# Data items
*** Begin section ***

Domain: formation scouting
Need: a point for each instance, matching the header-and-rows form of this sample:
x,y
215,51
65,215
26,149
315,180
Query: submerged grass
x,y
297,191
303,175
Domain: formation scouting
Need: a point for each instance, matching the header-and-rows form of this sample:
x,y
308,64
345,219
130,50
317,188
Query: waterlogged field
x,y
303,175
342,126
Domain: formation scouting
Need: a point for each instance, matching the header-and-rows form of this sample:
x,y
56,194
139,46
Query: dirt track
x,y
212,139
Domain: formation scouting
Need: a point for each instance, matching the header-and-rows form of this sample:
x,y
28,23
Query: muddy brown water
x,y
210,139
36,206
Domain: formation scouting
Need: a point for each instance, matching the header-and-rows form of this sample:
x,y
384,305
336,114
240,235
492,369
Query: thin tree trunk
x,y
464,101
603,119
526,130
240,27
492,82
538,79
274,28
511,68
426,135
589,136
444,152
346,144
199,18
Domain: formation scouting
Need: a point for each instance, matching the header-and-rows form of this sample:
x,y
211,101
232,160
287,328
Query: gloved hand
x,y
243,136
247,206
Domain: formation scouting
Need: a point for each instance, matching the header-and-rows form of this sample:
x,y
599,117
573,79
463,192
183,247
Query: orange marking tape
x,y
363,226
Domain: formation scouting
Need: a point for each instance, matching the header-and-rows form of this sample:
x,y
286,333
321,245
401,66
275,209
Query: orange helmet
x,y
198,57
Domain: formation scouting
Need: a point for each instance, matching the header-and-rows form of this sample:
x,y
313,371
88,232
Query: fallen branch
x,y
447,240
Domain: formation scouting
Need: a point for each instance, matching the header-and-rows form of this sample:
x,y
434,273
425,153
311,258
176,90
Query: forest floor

*** End section ***

# INSTRUCTIONS TO FOLLOW
In full and without alteration, repeat the records.

# RESULT OF THE EXERCISE
Domain: formation scouting
Need: a point for each instance, matching the header-and-rows form of this sample:
x,y
215,51
65,215
26,149
315,180
Query: submerged grass
x,y
297,191
303,175
Domain: formation scouting
Need: a point for each instance, matching the header-and-rows form of this sample:
x,y
308,64
345,219
130,50
317,188
Query: waterlogged field
x,y
303,175
342,126
Domain: formation scouting
Need: a point for each instance, matching the header-and-rows form of this sample:
x,y
56,194
139,46
Query: dirt track
x,y
212,139
Domain: formation scouting
Need: a point for each instance, matching the header-and-rows form of this sample:
x,y
28,23
Query: muddy brown water
x,y
210,139
36,206
Domain: formation scouting
Need: a point for each instance, matching the header-and-rows form of this sample:
x,y
384,305
336,114
240,235
492,369
Query: thin tree trunk
x,y
464,101
603,119
526,130
240,27
492,82
538,79
274,28
511,68
426,135
589,136
444,152
346,144
199,18
Domain: formation scouting
Need: a point for each instance, matching the header-and-rows form of this sample:
x,y
211,101
232,160
287,328
Query: gloved hand
x,y
243,136
247,206
Domain: formation scouting
Need: a point for each instance, matching the header-and-rows form of this sample:
x,y
599,117
573,79
463,192
183,247
Query: orange marking tape
x,y
363,226
Domain: formation scouting
Need: a point for each instance, matching the header-and-rows form of this sample:
x,y
286,333
321,245
401,66
275,209
Query: orange helmet
x,y
198,57
Domain: formation scouting
Need: a point for each instance, matching the header-and-rows form of this sample:
x,y
313,371
88,232
Query: fallen branch
x,y
447,240
Domain: formation scouting
Need: a point for each instance, matching the header-and-rows form of this sample:
x,y
434,273
425,153
311,258
176,90
Query: forest floor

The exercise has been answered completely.